Hingar-bingar Revisi Kitab Undang-Undang Hukum Pidana (RKUHP) yang memicu unjuk rasa besar-besaran di Nusantara al. soal pasal zina.
Sejatinya pasal perzinaan yang diatur dalam KUHP merupakan delik aduan, tapi yang terjadi selama ini ada razia yang dilancarkan pemerintah daerah dengan pijakan peraturan daerah (Perda) yang bermuatan moral.
Dalam banyak razia yang dilakukan oleh Satpol PP dan Polisi zina disebut sebagai ‘penyakit masyarakat’ sehingga penggerebekan dilakukan terhadap tempat-tempat kos, kamar-kamar penginapan, losmen dan hotel melati. Wartawan, terutama televisi, pun ikut pula dengan kamera menyorot pasangan di kamar dengan kondisi tidak berpakaian.
Padahal, dalam KUHP disyaratkan di pasal 284 harus ada pengaduan terhadap laki-laki atau perempuan yang bukan pasangan melakukan hubungan seksual. Tapi, tanpa pengaduan pun Satpol PP dan Polisi bergerak atas nama penegakan moral dengan menindak ‘pekat’.
Jika pasal zina di RKUHP disahkan, maka tindakan-tindakan polisional tanpa menghiraukan hukum pun akan lebih masif. Ini Pasal 417 ayat 1 RUU KUHP: “Setiap Orang yang melakukan persetubuhan dengan orang yang bukan suami atau istrinya dipidana karena perzinaan dengan pidana penjara paling lama 1 (satu) tahun atau denda Kategori II.” Denda Kategori II Rp 10 juta.
Yang perlu diperhatikan adalah bahwa perzinaan merupakan delik aduan. Karyawan hotel itu sudah melakukan perbuatan melawan hukum dan pelanggaran hak asasi manusia (HAM) karena melaporkan perbuatan yang tidak ada kaitannya dengan dirinya terkait pernikahan. Polisi hanya bisa merazia jika ada pengaduan dari suami atau istri salah satu pasangan yang ada di kamar penginapan, losmen, hotel melati dan hotel berbintang
Baca juga: FTV di “SCTV” yang Merusak Citra Pariwisata Yogyakarta
Ada kesan yang sangat kental pasal ini merupakan intervensi pemerintah ke ranah privasi (pribadi). Artinya, negara, dalam hal ini pemerintah, memakai hukum pidana untuk masuk ke hak-hak konstitusional warga negara yang merupakan privasi.

=== Ketentuan Tugas ===
Sebutkan semua tempat yang menurut potongan dokumen tentang pasal zina dalam RKUHP menjadi sasaran penggerebekan Satpol PP dan Polisi dalam razia. Entri di bawah ini diambil dari sumber yang berbeda.

=== Entri yang Ditampilkan ===
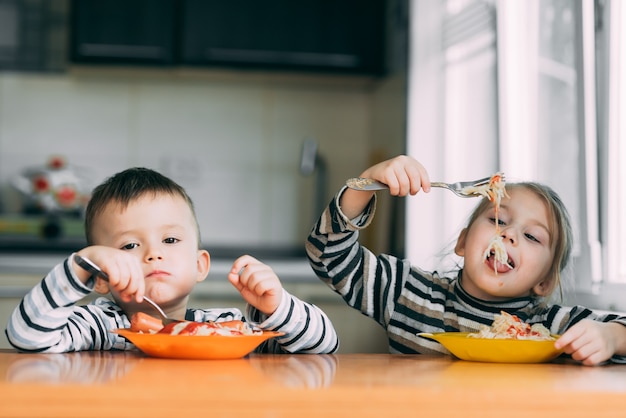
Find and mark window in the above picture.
[406,0,626,310]
[596,1,626,283]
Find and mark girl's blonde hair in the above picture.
[467,182,573,297]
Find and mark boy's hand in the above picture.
[73,245,145,303]
[555,319,626,366]
[228,255,283,315]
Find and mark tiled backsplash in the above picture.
[0,70,404,251]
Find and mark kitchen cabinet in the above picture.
[70,0,176,65]
[70,0,386,76]
[180,0,385,74]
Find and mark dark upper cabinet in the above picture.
[70,0,386,75]
[180,0,385,74]
[70,0,177,65]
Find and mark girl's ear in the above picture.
[196,250,211,283]
[454,228,467,257]
[532,277,553,296]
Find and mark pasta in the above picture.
[467,311,555,341]
[463,173,513,274]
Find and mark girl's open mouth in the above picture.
[485,251,515,273]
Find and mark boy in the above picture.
[6,168,339,353]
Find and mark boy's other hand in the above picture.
[228,255,282,315]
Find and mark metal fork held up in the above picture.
[346,176,491,197]
[74,254,181,325]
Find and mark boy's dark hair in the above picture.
[85,167,200,245]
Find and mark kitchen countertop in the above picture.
[0,250,318,284]
[0,350,626,418]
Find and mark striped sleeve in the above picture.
[247,289,339,354]
[306,190,402,328]
[545,305,626,364]
[5,255,128,353]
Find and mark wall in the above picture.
[0,68,382,251]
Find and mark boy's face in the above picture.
[93,194,209,308]
[456,188,555,300]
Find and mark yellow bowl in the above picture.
[417,332,563,363]
[111,329,283,360]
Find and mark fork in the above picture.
[74,254,182,325]
[346,176,494,197]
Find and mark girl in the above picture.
[306,156,626,365]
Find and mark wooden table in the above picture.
[0,350,626,418]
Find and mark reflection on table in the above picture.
[0,350,626,418]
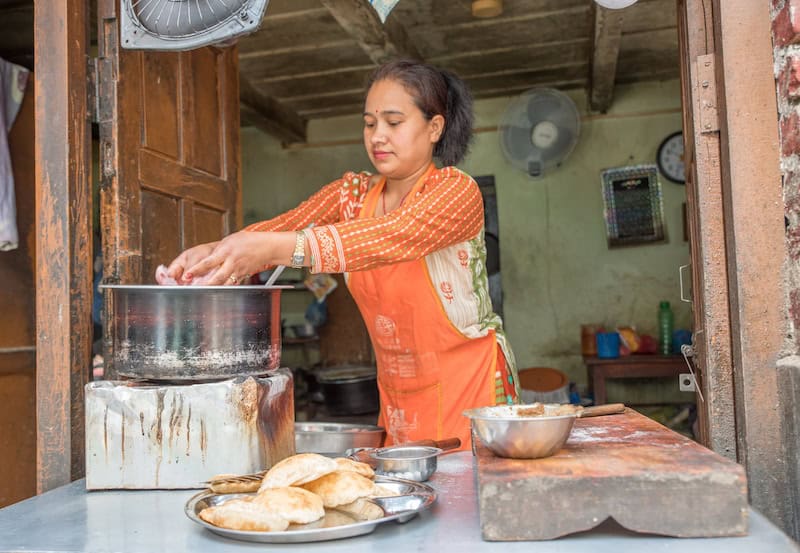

=== Kunci Jawaban ===
tempat-tempat kos, kamar-kamar penginapan, losmen, hotel melati